Without omission or alteration, write out all of the data.

*** Opening of DATASET EXTRACT ***

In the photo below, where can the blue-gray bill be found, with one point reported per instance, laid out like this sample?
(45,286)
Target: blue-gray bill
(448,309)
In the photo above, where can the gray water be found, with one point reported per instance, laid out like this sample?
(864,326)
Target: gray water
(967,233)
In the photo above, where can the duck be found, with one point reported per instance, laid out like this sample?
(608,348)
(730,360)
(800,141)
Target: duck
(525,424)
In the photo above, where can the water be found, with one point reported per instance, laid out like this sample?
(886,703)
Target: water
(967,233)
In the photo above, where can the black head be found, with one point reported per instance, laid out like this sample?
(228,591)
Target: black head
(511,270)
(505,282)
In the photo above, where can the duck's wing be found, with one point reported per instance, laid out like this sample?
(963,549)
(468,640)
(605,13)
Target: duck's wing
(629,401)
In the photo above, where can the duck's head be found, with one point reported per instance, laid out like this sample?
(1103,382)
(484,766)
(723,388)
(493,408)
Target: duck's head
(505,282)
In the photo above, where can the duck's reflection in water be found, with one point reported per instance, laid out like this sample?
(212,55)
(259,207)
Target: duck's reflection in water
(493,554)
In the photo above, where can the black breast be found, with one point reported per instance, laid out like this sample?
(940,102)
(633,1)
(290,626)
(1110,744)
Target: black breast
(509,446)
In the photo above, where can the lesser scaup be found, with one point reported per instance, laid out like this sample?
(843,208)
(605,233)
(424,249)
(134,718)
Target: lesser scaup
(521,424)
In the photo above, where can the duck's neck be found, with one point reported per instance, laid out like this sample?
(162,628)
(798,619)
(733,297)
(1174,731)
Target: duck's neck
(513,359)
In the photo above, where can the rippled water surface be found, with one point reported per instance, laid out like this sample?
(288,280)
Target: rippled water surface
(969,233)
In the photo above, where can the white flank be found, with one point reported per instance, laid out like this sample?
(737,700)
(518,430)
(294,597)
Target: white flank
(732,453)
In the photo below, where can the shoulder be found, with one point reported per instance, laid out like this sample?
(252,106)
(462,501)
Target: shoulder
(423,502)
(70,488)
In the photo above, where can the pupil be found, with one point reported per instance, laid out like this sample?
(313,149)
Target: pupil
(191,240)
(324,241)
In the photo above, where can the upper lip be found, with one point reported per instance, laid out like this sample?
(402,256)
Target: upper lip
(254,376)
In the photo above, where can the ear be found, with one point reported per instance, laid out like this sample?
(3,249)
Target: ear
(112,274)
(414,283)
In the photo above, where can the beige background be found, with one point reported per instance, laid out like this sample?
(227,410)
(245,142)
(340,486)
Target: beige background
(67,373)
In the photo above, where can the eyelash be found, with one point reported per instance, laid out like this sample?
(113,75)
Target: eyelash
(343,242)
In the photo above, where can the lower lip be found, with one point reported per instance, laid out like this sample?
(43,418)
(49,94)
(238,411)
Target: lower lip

*** Close of DATASET EXTRACT ***

## SOLUTION BELOW:
In the photo below, where can the blue-gray bill be found, with one point reported per instance, laid out like this sample?
(45,286)
Target: blue-gray bill
(448,309)
In the photo above, where can the gray water be found, with one point reported per instance, laid out like this sample?
(864,326)
Target: gray water
(967,233)
In the photo above, where can the duck be found, with one point reported per instance, laid out like this sample?
(608,348)
(730,360)
(800,141)
Target: duck
(525,424)
In the photo above, where can the water be found, with one point reported per instance, laid out like this sample?
(886,703)
Target: water
(967,233)
In the photo above, where can the black head be found, with one point reported per instance, laid out like this sample?
(228,591)
Target: black head
(511,270)
(505,282)
In the photo above, where can the duck's wing be found, with one point reported per instance, laid out like this sample?
(963,549)
(468,640)
(605,13)
Target: duck's wing
(629,401)
In the photo above, where can the duck's head be found, with one point reported per instance, laid out like this sample?
(1103,382)
(484,766)
(723,388)
(493,408)
Target: duck's head
(505,282)
In the photo above, where can the duck's reflection in water be found, with one point reported per instance, laid out like this sample?
(212,55)
(259,207)
Target: duck's reflection in water
(493,554)
In the photo above, where can the black breast be found, with one point reported per instance, laid out like this sample?
(940,102)
(633,1)
(290,626)
(1110,744)
Target: black breast
(509,446)
In the photo above, where can the lesser scaup be found, with one point reported per instance, laid out like this sample?
(843,208)
(605,233)
(424,249)
(134,718)
Target: lesser scaup
(521,424)
In the photo above, where can the duck's neck be found, with one point reported per instance, laid out like this sample?
(162,628)
(798,619)
(733,297)
(1174,731)
Target: duck's neck
(513,359)
In the photo above, where can the rippled water surface be found, with one point reported per instance, laid out like this sample?
(288,280)
Target: rippled water surface
(969,233)
In the photo above, where can the white flank be found, with one point reported per instance, laid out like this sample?
(737,700)
(518,430)
(294,597)
Target: white flank
(732,453)
In the photo below, where can the shoulder be found, with one point reported per instance, laid out like this sample?
(252,106)
(462,501)
Target: shoulder
(423,502)
(70,488)
In the photo above, where can the pupil be found, with one point reported per instance, laid out like this sample?
(313,149)
Target: pupil
(191,240)
(324,241)
In the photo above, where can the upper lip be found, with one point reported per instance, laid out like this sample?
(402,256)
Target: upper lip
(254,376)
In the photo above, where can the ear be found, with one point reported per instance, laid out like this sample?
(3,249)
Target: ear
(112,274)
(414,283)
In the photo above, where can the beige background be found, with one point reported per instance, laid out like this sample?
(227,410)
(245,142)
(340,486)
Target: beige background
(67,373)
In the photo above, where can the eyelash be found, with one point reported per instance, laid out like this sample?
(113,75)
Target: eyelash
(343,242)
In the photo above, where can the lower lip be found, with one point reported per instance, laid out like this sample?
(43,418)
(49,94)
(238,411)
Target: lower lip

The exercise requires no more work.